◆ **What the task asks**:
Among the lines below, copy exactly those from the one with "Target: dining table" through the one with "Target: person facing away", counting both ends.

Source records
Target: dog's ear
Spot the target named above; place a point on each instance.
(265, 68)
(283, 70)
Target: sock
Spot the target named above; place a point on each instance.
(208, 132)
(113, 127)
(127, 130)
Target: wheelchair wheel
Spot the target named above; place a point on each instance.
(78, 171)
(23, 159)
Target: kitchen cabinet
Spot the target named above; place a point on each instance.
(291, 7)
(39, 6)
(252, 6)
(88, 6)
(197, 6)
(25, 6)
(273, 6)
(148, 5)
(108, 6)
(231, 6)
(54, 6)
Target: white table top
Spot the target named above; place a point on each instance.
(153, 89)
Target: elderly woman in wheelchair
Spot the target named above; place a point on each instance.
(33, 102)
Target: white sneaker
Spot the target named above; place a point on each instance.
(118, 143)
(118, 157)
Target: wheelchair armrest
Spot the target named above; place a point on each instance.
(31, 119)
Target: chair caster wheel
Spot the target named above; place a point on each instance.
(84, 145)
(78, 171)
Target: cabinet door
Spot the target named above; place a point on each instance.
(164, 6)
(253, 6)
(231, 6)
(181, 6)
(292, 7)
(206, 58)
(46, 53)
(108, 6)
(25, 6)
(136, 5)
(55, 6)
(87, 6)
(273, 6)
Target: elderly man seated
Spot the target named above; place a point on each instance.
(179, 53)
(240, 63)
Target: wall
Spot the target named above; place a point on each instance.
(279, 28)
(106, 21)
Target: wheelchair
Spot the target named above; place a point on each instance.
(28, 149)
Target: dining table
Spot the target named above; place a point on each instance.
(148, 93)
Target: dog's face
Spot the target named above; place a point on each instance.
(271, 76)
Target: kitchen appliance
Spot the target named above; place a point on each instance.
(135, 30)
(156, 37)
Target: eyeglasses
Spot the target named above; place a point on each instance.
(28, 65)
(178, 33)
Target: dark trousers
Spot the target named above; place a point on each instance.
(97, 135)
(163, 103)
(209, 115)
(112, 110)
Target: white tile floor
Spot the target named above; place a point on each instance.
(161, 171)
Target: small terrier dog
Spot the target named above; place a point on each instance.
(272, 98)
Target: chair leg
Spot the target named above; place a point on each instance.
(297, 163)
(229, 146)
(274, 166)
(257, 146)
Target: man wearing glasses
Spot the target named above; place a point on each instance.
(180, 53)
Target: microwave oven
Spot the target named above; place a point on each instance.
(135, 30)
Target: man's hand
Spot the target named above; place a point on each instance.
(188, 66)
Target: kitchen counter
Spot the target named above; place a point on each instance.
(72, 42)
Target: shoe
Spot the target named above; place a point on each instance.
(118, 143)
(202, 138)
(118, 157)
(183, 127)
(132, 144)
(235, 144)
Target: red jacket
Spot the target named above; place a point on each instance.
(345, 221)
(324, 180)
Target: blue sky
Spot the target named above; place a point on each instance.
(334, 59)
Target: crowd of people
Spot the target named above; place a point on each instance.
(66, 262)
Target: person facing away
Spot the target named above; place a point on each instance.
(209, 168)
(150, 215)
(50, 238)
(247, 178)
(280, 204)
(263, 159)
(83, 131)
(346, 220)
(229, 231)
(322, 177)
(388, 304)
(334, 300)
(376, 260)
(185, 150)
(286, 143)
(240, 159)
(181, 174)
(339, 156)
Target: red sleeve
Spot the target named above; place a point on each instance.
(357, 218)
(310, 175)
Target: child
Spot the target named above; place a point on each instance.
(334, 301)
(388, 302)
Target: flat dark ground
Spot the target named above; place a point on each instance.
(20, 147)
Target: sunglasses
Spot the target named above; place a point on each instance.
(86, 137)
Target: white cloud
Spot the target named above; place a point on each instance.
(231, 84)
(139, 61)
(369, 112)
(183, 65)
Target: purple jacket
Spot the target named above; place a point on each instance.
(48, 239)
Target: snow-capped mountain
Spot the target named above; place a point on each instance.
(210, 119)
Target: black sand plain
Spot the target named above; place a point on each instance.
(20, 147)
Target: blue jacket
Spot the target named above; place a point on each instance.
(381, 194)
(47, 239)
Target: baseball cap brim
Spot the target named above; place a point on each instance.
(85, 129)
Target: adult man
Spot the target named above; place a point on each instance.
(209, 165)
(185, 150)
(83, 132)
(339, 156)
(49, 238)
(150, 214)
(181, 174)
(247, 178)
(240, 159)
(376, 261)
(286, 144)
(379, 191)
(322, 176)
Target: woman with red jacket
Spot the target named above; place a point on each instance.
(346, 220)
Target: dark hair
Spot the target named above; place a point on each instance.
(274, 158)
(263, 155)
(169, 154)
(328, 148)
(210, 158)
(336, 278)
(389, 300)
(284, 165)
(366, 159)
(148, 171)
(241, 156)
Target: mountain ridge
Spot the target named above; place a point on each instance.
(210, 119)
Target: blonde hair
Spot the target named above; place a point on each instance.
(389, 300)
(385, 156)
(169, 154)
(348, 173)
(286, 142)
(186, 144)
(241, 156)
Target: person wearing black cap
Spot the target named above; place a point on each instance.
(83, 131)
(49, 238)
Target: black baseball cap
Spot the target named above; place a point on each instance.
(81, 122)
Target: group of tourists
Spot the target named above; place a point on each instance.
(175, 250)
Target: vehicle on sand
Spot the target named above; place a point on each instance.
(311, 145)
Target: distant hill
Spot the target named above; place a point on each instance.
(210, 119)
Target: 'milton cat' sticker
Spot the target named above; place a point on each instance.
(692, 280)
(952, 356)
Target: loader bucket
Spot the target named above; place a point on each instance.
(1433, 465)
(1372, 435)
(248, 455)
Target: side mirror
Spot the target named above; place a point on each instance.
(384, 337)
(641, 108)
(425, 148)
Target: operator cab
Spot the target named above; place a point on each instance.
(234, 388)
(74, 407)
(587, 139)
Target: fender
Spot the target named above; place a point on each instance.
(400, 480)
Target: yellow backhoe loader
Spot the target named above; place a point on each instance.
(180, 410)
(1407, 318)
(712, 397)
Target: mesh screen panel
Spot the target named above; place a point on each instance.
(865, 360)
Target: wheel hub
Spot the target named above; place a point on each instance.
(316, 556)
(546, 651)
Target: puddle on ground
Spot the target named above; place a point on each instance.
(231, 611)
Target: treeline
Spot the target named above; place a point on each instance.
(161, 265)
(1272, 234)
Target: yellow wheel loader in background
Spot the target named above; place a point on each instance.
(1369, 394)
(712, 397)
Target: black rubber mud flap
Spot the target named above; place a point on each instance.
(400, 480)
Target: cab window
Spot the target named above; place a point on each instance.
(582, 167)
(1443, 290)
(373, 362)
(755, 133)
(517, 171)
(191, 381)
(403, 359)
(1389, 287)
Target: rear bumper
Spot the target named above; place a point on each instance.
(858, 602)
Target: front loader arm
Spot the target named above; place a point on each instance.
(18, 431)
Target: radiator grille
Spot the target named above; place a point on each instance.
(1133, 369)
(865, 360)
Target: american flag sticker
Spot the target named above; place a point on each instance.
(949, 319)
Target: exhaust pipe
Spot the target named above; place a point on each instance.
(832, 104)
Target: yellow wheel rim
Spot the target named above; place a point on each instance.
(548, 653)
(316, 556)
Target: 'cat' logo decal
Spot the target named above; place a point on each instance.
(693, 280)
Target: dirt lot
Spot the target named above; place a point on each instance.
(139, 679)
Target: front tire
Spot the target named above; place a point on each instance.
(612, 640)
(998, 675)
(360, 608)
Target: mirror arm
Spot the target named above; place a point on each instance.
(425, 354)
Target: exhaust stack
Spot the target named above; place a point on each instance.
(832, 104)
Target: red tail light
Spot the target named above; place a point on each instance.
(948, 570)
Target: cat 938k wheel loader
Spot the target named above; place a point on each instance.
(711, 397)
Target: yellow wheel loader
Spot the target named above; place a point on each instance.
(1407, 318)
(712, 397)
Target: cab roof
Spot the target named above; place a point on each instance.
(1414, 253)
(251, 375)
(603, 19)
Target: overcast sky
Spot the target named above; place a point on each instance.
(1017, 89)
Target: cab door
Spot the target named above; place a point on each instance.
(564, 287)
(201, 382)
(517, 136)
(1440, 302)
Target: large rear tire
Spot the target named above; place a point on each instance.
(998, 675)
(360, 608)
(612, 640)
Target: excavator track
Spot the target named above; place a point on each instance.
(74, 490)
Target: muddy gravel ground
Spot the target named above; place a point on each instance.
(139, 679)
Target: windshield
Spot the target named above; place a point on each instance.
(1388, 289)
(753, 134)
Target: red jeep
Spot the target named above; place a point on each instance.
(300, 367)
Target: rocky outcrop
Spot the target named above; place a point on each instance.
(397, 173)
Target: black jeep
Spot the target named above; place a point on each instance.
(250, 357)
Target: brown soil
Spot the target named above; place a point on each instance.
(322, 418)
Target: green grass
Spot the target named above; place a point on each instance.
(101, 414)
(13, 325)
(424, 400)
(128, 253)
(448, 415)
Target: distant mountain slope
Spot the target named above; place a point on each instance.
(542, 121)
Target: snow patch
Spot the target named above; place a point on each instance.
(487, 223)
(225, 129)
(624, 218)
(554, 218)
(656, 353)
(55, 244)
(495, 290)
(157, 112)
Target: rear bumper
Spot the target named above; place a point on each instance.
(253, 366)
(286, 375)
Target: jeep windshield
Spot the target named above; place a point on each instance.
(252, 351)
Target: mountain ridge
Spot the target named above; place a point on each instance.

◆ **Result**:
Target: dining table
Spot the target named above; place a point on each instance.
(148, 93)
Target: dog's face
Spot the target named above; place a point on each instance.
(271, 76)
Target: kitchen appliance
Spot the target named above; place a point on each instance.
(135, 30)
(156, 37)
Target: eyeglasses
Spot the target named above; place a point on each instance.
(28, 65)
(178, 33)
Target: dark trousers
Spot the target named above; place a point on each instance.
(97, 135)
(163, 103)
(209, 115)
(112, 110)
Target: white tile floor
Spot the target named above; place a point on each instance.
(161, 171)
Target: small terrier dog
Spot the target named above; place a point on each instance.
(272, 98)
Target: chair leg
Spot the target named above; place a point on each instance.
(297, 163)
(229, 146)
(274, 166)
(257, 146)
Target: man wearing glasses
Spot the target named above; place a point on each instance.
(180, 53)
Target: microwave oven
Spot the target named above; place a point on each instance.
(135, 30)
Target: man's hand
Spot the target named above; place a point on each instance.
(188, 66)
Target: kitchen counter
Spot the target named above; place a point on each instance.
(72, 42)
Target: shoe
Spot the target named above; place a point on each instance.
(118, 143)
(202, 138)
(118, 157)
(183, 127)
(132, 144)
(235, 144)
Target: red jacket
Spot the target named above; place a point on each instance.
(345, 221)
(324, 180)
Target: blue sky
Spot the target named above; place a point on each instance.
(334, 59)
Target: crowd of people
Spot the target named above; place a point on each instance.
(66, 262)
Target: person facing away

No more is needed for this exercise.